Authors: David Simon
Sólo una vez en su larga carrera Worden había disparado su arma en cumplimiento del deber. Fue un tiro caprichoso, una bala del .38 de punta redonda con una trayectoria casi vertical que fue volando muy por encima de ningún objetivo concebible. Fue hace veinte años, en un día de verano en el que él y su compañero sorprendieron a un ladrón con las manos en la masa en Pimlico, contemplando la siempre huidiza comunión de un delincuente con su delito. Después de haber perseguido al tipo durante una distancia muy superior a la que el policía medio considera razonable, el compañero de Worden abrió fuego. Worden sintió una oscura necesidad de solidaridad y lanzó su propio proyectil al aire.
Worden conocía al hombre que perseguían, por supuesto, igual que el hombre conocía a Worden. Aquellos eran los días de gloria de los doce años que se pasó el Gran Hombre en el Noroeste, cuando todavía existía cierta rudimentaria cordialidad entre los jugadores, y Worden se tuteaba con todos los que eran dignos de arrestarse en el distrito. Cuando los disparos pusieron fin a la persecución y alcanzaron a su sospechoso, el hombre estaba conmocionado.
—Donald —dijo—, no puedo creer lo que ha pasado.
—¿Cómo?
—Has intentado matarme.
—No, claro que no.
—Me has disparado.
—He disparado muy por encima de tu cabeza —dijo Worden, arrepentido—. Pero oye, lo siento mucho, ¿vale?
A Worden nunca le gustaron demasiado las armas y nunca le abandonado del todo la sensación de vergüenza por aquel único disparo. Para él la auténtica autoridad de un policía se la daban su placa y su reputación en la calle. La pistola tenía muy poco que ver con ello.

[Registros de coordenadas anotados]

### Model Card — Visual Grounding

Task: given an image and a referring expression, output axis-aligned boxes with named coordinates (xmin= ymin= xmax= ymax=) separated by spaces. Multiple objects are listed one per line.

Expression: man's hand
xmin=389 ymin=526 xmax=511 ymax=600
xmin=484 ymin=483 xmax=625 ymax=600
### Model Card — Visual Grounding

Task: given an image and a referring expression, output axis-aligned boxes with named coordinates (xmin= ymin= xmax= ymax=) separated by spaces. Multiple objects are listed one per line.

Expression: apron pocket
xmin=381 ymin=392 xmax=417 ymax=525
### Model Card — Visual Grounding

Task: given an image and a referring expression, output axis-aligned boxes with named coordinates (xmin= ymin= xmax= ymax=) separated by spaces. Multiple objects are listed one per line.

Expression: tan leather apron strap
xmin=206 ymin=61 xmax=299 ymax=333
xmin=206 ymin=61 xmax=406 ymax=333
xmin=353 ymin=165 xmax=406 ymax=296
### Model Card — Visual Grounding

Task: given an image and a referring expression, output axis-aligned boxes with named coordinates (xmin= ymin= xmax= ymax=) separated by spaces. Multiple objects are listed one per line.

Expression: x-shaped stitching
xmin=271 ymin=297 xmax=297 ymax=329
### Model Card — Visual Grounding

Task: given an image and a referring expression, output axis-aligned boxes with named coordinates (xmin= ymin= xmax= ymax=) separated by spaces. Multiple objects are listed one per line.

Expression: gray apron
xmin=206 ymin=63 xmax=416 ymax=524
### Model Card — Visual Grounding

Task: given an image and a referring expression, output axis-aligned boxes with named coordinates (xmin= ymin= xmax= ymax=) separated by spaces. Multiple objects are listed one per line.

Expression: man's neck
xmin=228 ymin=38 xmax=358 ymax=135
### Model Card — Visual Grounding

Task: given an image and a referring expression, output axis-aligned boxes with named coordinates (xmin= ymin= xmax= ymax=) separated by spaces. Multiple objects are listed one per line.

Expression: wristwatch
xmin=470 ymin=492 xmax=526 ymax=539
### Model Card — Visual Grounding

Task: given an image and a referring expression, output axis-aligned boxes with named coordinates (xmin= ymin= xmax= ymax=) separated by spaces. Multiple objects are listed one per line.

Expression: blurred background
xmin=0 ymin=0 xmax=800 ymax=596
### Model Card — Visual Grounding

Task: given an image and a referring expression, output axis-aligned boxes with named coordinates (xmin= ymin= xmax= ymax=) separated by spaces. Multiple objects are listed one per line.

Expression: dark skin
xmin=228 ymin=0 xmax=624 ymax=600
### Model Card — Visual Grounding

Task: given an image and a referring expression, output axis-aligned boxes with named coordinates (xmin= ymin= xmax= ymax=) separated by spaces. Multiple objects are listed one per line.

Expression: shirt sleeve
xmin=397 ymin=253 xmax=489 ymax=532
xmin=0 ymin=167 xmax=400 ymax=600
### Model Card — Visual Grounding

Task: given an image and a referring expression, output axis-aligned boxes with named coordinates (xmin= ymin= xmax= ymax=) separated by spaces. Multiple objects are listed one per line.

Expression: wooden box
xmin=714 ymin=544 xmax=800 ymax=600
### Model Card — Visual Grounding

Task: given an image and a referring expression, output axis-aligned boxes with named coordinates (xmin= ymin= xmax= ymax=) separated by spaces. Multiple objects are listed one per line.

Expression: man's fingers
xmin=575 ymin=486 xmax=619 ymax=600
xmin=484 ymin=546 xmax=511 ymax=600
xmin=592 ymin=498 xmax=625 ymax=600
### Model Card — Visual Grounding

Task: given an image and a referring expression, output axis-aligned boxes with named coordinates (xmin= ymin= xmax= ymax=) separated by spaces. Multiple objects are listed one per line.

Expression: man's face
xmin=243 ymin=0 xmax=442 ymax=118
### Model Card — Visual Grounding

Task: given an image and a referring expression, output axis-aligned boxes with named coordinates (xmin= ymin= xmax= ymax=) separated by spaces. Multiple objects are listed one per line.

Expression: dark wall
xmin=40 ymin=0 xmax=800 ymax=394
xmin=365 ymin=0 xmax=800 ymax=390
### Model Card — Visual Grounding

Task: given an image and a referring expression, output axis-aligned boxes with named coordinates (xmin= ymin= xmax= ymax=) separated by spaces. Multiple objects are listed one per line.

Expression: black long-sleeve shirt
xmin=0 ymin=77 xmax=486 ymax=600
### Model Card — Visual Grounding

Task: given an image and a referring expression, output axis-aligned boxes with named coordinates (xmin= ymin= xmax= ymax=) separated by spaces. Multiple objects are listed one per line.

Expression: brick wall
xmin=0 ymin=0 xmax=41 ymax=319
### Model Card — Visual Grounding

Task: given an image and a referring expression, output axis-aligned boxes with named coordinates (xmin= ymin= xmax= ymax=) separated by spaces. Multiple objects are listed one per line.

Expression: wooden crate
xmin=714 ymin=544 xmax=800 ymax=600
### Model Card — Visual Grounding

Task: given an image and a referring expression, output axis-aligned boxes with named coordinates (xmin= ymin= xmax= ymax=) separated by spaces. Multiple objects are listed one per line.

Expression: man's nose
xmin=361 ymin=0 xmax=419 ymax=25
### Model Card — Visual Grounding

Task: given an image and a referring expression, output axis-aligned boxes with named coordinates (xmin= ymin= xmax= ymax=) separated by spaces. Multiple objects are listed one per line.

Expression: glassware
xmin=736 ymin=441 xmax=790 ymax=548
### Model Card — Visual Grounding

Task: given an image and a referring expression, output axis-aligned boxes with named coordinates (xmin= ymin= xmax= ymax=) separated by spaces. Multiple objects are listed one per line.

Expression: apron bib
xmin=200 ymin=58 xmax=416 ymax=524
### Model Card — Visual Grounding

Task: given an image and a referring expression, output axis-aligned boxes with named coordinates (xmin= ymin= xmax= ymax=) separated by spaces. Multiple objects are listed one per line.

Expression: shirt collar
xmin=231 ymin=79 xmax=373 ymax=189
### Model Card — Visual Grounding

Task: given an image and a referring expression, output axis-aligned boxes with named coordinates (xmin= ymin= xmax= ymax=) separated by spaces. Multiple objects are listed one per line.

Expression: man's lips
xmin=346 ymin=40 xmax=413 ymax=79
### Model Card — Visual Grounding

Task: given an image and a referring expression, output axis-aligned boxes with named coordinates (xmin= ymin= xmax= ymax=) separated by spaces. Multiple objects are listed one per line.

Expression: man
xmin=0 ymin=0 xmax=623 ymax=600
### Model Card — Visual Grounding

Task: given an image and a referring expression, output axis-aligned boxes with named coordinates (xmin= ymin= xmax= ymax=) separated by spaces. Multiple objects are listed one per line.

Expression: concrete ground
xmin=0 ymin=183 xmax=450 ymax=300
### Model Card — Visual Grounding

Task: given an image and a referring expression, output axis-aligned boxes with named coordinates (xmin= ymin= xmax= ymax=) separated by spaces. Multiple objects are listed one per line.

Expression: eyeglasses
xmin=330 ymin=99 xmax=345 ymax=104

*EJERCICIO*. Cita literalmente el fragmento del texto sobre el disparo de Worden que va desde "Authors: David Simon" hasta "proyectil al aire.".

*RESPUESTA*.
Authors: David Simon
Sólo una vez en su larga carrera Worden había disparado su arma en cumplimiento del deber. Fue un tiro caprichoso, una bala del .38 de punta redonda con una trayectoria casi vertical que fue volando muy por encima de ningún objetivo concebible. Fue hace veinte años, en un día de verano en el que él y su compañero sorprendieron a un ladrón con las manos en la masa en Pimlico, contemplando la siempre huidiza comunión de un delincuente con su delito. Después de haber perseguido al tipo durante una distancia muy superior a la que el policía medio considera razonable, el compañero de Worden abrió fuego. Worden sintió una oscura necesidad de solidaridad y lanzó su propio proyectil al aire.